## Exercise goal
Format the items as a two-column CSV with the columns text and answer: one row per item, each value in a single quoted field, with line breaks replaced by spaces. Begin at the line that has "Where is the forested" and stop after the line that has "top-left (0, 82), bottom-right (140, 140)".

## Dataset records
---*---
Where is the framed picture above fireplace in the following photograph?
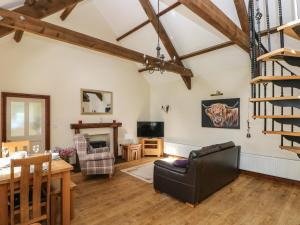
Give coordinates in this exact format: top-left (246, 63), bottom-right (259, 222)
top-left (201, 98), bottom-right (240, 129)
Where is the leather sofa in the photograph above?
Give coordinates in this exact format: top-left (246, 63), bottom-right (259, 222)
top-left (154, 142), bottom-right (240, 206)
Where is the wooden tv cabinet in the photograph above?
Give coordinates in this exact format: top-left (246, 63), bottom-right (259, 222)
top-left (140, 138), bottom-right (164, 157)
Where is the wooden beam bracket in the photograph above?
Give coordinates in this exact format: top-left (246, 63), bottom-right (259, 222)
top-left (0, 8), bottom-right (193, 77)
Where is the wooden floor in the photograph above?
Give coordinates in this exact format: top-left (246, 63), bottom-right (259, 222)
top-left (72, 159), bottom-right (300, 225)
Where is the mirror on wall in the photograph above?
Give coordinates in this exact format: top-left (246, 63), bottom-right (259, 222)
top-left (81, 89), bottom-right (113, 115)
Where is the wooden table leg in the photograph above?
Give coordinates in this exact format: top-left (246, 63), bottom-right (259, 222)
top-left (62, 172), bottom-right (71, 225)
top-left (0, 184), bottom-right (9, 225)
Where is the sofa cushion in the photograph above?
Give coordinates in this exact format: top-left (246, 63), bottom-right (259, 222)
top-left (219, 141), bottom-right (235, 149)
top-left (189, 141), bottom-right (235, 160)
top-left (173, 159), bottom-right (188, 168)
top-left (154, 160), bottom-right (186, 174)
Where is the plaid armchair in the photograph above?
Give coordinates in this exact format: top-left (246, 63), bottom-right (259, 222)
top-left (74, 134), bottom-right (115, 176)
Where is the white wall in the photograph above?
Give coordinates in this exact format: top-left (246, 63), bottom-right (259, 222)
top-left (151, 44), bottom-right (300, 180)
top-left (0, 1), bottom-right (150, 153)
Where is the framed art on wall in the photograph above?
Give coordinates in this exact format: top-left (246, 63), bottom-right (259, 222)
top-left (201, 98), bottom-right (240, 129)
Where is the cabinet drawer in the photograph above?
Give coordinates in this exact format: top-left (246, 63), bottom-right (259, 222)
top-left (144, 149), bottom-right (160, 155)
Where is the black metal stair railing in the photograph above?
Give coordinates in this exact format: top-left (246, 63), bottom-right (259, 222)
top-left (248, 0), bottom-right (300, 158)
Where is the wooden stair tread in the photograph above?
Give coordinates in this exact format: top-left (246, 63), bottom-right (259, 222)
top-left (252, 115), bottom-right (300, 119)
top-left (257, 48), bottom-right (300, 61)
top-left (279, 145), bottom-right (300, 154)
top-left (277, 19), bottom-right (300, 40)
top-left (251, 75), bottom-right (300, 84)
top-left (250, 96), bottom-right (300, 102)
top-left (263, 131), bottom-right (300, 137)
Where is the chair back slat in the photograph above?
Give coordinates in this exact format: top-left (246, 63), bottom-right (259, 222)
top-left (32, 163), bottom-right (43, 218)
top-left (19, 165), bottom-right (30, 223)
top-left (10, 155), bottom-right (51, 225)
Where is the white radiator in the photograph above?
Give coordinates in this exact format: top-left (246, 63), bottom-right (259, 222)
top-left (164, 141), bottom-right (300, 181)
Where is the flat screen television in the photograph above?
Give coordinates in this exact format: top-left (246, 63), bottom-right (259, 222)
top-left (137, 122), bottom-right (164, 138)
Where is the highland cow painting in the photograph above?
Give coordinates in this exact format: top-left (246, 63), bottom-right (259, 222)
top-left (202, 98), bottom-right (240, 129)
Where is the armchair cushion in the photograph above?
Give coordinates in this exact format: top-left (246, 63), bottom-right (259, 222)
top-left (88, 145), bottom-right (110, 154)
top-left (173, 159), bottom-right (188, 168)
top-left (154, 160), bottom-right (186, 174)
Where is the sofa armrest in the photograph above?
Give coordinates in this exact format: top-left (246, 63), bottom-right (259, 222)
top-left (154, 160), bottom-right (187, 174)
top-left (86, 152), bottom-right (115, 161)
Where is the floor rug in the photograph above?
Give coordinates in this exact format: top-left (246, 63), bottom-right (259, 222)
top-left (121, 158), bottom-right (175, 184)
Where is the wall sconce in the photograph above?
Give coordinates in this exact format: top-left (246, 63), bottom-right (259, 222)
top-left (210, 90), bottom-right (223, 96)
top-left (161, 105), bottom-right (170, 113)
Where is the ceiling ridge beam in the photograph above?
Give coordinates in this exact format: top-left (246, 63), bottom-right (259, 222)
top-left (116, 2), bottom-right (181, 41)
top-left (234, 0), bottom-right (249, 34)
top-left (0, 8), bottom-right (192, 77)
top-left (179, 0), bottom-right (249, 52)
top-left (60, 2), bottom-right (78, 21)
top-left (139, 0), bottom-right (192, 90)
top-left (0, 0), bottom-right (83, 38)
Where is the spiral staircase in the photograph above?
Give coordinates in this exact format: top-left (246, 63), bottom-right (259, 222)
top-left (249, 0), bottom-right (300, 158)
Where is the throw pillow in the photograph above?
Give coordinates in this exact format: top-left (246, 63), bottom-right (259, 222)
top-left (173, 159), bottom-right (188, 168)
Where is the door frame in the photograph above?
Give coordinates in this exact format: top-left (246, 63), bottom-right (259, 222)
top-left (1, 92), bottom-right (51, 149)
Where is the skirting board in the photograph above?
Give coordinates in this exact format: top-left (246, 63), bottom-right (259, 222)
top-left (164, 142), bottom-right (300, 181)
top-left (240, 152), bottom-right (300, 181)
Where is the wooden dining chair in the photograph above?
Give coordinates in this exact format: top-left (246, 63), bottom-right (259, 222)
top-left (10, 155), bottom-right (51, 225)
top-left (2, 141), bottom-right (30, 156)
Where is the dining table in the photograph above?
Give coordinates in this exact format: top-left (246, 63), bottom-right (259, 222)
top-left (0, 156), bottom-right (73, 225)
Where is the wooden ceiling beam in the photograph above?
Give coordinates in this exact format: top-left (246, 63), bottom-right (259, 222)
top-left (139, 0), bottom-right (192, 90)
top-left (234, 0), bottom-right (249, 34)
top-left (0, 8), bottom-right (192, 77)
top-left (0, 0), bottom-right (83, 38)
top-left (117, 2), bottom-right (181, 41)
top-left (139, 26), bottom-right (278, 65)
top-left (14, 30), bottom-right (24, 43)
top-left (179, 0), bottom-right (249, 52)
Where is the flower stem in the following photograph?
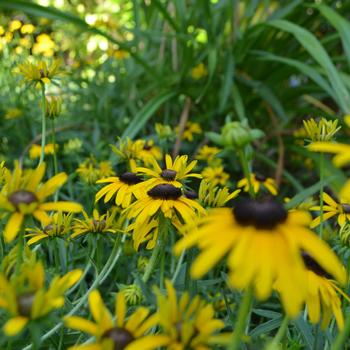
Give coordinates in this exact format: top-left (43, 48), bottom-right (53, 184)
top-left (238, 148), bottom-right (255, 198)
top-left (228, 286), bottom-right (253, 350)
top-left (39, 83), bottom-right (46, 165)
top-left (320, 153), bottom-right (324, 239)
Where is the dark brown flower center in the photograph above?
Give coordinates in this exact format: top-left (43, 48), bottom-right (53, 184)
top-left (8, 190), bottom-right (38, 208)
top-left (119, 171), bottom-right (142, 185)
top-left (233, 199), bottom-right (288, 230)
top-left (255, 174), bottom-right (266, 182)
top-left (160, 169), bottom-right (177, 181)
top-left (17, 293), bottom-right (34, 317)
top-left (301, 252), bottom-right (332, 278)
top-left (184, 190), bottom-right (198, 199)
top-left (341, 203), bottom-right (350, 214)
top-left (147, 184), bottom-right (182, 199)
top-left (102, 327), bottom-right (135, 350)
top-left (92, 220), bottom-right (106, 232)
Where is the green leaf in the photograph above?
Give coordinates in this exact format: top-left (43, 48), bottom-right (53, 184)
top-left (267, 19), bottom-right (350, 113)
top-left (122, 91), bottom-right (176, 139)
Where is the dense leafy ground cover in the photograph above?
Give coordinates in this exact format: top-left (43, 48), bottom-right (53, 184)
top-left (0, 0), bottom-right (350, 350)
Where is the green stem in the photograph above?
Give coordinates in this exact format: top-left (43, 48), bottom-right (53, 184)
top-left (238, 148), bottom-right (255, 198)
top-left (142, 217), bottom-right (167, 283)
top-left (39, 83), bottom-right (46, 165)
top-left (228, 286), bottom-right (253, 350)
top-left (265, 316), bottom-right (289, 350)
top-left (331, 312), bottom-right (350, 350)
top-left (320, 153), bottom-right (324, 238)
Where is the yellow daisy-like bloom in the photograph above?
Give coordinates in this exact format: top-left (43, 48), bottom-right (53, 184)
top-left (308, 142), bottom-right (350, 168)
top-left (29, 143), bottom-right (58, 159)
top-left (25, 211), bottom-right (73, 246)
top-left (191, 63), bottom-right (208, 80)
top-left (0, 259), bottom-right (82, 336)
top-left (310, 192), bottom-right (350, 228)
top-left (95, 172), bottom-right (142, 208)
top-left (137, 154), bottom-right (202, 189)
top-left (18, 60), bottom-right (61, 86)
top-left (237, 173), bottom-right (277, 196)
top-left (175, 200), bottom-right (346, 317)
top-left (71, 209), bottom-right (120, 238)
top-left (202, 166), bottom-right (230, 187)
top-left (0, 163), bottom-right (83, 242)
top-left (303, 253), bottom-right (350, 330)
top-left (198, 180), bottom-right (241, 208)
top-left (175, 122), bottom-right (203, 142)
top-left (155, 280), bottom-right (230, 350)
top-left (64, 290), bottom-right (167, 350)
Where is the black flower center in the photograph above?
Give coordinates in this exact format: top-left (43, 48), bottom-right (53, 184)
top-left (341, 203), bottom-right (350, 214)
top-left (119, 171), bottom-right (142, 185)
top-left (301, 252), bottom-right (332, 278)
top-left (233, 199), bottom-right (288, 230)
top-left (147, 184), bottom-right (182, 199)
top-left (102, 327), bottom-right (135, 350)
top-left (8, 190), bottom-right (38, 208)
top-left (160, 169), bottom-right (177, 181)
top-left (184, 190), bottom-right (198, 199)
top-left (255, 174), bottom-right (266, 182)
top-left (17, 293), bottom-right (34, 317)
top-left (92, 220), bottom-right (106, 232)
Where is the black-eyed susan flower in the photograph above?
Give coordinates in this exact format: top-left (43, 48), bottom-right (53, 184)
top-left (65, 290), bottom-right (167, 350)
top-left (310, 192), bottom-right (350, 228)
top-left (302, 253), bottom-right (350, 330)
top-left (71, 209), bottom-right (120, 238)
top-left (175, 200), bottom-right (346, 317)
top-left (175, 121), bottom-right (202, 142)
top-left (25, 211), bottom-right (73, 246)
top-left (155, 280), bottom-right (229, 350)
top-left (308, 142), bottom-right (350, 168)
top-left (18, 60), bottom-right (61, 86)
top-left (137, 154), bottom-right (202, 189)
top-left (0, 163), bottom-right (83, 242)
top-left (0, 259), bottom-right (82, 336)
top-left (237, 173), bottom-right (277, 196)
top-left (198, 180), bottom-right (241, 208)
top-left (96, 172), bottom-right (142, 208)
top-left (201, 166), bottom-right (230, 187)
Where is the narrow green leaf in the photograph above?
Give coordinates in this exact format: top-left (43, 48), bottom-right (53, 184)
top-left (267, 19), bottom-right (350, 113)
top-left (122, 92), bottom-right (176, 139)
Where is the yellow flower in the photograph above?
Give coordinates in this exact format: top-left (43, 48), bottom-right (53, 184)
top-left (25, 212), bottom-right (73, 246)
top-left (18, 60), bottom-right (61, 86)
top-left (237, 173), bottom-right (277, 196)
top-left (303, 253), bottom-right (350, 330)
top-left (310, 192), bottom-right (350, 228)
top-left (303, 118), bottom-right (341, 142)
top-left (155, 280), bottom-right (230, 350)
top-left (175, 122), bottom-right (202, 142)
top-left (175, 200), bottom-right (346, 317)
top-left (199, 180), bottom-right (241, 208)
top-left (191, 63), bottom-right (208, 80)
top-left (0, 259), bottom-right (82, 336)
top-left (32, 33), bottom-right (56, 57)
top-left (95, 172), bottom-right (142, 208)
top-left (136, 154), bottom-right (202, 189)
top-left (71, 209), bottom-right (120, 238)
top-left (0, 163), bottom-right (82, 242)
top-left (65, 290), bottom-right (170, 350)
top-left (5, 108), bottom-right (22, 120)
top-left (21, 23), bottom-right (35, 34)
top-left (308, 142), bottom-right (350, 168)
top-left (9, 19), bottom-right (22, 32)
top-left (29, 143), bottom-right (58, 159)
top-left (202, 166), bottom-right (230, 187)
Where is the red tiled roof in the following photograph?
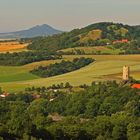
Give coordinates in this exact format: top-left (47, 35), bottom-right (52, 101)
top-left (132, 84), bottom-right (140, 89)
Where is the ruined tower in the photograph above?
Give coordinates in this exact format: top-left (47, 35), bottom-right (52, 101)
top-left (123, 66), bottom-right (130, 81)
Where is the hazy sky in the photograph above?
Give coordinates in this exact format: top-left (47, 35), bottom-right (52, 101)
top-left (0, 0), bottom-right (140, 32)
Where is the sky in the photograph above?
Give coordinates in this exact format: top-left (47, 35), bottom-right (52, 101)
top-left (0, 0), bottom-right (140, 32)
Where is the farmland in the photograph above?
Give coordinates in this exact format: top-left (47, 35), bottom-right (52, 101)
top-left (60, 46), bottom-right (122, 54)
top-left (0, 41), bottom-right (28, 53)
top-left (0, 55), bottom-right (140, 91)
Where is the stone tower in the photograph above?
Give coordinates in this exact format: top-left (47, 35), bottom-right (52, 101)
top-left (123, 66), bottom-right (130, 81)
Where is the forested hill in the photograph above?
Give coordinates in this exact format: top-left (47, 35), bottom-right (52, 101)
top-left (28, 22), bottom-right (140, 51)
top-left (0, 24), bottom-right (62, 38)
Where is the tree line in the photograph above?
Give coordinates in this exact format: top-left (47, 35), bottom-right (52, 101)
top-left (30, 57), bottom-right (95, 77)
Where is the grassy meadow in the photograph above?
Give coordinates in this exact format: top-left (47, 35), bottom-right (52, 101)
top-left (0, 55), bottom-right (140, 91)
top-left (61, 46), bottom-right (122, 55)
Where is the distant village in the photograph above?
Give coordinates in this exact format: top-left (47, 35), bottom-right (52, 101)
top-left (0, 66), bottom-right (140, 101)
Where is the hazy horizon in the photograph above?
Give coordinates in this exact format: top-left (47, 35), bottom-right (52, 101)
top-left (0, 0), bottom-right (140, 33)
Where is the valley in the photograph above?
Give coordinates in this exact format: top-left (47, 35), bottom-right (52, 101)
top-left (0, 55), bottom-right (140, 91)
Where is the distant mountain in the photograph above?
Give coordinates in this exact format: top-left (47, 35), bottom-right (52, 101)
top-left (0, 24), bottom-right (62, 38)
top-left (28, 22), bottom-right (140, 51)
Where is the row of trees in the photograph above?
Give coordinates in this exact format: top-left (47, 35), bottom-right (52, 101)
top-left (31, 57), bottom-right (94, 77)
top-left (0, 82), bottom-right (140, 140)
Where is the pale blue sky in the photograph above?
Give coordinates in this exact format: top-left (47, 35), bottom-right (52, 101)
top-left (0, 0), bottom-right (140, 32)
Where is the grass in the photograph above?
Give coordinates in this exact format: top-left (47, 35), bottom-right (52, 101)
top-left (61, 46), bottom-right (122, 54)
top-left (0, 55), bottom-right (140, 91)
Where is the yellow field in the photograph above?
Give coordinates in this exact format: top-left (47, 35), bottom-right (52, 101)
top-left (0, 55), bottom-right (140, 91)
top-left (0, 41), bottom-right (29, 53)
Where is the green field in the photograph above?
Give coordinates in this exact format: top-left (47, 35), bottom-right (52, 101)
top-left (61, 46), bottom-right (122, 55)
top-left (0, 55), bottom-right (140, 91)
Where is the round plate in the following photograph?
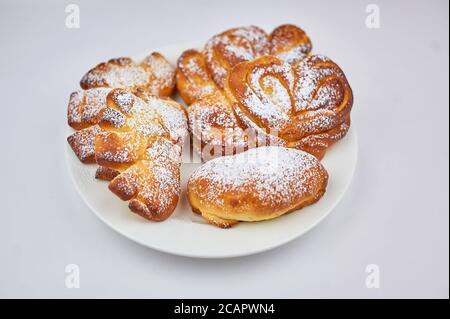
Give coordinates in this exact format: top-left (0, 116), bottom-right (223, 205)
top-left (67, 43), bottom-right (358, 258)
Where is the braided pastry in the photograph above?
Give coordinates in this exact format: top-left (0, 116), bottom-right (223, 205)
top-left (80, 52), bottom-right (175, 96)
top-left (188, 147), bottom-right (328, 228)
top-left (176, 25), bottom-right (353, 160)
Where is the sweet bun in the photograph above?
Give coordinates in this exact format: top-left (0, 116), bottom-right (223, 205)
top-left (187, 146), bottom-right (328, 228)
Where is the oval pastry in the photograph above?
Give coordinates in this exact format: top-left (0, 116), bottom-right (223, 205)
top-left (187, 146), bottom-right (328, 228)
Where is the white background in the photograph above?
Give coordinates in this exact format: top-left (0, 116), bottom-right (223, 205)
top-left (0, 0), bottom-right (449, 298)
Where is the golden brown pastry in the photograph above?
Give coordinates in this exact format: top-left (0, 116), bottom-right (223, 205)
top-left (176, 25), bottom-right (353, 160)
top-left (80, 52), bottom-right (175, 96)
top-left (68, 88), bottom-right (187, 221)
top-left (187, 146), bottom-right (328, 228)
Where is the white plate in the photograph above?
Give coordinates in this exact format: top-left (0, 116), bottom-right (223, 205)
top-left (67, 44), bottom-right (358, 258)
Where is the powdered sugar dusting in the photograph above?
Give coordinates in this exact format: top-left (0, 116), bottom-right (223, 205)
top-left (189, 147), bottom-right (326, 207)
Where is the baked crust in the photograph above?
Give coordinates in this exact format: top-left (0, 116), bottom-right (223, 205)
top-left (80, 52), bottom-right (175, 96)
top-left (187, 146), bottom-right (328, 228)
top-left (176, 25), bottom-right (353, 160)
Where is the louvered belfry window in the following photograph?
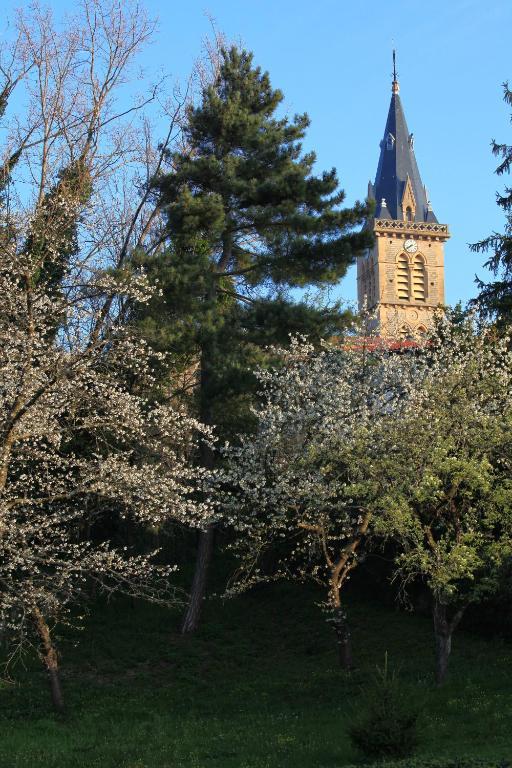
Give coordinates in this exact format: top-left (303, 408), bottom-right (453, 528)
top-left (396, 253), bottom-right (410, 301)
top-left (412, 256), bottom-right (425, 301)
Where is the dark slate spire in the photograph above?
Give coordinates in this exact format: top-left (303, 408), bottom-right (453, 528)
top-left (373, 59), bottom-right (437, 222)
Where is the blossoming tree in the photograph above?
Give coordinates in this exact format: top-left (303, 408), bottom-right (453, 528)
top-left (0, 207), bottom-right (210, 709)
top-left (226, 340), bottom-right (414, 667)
---*---
## Response
text,answer
"Where is the forested hill in the photograph above? Give coordinates in this exact format: top-left (47, 35), bottom-right (52, 101)","top-left (28, 22), bottom-right (140, 51) top-left (0, 24), bottom-right (62, 38)"
"Where is the tree line in the photograph above? Give coordinates in this exact format: top-left (47, 35), bottom-right (52, 101)","top-left (30, 57), bottom-right (95, 77)"
"Where is the grassy meadow in the photograph above? Give coordinates in this exact format: top-left (47, 35), bottom-right (52, 101)","top-left (0, 55), bottom-right (140, 91) top-left (61, 46), bottom-right (122, 55)"
"Where is the distant village in the photograph above? Give coordinates in this exact format: top-left (47, 35), bottom-right (52, 101)","top-left (0, 66), bottom-right (140, 101)"
"Where is the hazy horizon in the photograph above? Give coordinates in this exact format: top-left (47, 35), bottom-right (52, 101)","top-left (0, 0), bottom-right (140, 33)"
"Where is the valley in the photograph above? Give coordinates in this exact format: top-left (47, 35), bottom-right (52, 101)","top-left (0, 55), bottom-right (140, 91)"
"Where is the distant mountain in the photograph above? Give coordinates in this exact format: top-left (47, 35), bottom-right (52, 101)","top-left (0, 24), bottom-right (62, 38) top-left (28, 22), bottom-right (140, 51)"
"Where is the row of trees in the photograph above? Give coordinates in this exact format: top-left (47, 35), bottom-right (52, 101)","top-left (31, 57), bottom-right (94, 77) top-left (0, 82), bottom-right (140, 140)"